*WHAT THE EXERCISE ASKS*.
List every line in the listing below that contains the string "cabinet", copying each such line in full.

Labeled-object pointing entries
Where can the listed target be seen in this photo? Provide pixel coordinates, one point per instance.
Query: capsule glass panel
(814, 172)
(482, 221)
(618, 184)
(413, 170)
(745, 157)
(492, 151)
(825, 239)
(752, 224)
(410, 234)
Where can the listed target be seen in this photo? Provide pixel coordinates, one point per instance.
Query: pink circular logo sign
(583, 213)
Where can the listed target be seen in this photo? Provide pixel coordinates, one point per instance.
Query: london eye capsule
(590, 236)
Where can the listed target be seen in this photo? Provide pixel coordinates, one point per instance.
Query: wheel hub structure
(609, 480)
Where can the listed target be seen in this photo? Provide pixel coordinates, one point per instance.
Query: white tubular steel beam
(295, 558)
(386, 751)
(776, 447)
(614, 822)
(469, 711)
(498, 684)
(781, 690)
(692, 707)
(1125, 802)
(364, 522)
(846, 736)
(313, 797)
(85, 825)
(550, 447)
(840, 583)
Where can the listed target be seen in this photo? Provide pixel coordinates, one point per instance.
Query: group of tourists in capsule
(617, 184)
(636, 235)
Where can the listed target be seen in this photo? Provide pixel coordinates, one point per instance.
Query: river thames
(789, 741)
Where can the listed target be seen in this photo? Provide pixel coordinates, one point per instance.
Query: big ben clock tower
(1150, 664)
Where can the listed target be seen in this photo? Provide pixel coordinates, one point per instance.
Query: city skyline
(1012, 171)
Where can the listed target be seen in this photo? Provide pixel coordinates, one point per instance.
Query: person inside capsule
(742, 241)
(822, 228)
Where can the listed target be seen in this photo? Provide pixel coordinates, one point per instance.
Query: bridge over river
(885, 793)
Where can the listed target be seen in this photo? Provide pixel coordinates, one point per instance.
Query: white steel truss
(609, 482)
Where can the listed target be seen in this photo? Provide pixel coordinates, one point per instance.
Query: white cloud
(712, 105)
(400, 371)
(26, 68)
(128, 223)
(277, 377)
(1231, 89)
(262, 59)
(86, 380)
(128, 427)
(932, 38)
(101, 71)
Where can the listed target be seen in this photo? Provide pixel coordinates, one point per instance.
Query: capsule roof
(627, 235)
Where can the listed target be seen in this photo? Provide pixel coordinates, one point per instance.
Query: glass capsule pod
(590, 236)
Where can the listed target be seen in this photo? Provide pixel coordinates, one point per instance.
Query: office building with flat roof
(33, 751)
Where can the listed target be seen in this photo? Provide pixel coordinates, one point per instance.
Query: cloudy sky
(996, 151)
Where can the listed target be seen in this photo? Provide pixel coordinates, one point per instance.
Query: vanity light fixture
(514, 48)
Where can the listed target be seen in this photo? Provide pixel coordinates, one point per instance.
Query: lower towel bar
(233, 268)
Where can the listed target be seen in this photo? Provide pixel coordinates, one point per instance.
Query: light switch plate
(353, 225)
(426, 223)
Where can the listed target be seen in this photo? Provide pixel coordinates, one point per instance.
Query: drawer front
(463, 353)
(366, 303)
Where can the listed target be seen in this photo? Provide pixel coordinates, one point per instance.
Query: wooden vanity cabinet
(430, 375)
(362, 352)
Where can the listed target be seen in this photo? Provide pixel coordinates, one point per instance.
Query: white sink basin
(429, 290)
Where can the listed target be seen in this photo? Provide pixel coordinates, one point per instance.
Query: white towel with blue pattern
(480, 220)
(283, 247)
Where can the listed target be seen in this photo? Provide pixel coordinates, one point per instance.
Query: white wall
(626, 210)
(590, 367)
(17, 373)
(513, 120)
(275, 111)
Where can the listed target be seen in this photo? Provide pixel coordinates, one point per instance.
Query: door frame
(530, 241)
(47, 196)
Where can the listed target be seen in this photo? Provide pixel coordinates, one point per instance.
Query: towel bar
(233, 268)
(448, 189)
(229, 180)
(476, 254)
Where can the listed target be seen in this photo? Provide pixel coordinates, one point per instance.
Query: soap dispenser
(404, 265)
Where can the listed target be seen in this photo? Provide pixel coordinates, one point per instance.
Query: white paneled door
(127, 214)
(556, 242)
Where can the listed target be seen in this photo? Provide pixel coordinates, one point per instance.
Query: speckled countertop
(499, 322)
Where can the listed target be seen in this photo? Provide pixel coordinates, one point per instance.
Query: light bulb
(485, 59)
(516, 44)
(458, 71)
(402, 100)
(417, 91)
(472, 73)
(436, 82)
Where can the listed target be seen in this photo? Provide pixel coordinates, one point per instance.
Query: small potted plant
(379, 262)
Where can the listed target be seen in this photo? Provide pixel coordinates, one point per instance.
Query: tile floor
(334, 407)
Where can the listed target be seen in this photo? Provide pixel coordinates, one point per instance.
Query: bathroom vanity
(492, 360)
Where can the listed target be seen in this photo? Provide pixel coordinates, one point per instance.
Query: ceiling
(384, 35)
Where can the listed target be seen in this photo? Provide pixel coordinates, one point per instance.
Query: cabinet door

*THE RESPONSE*.
Query: wooden vanity cabinet
Query: cabinet door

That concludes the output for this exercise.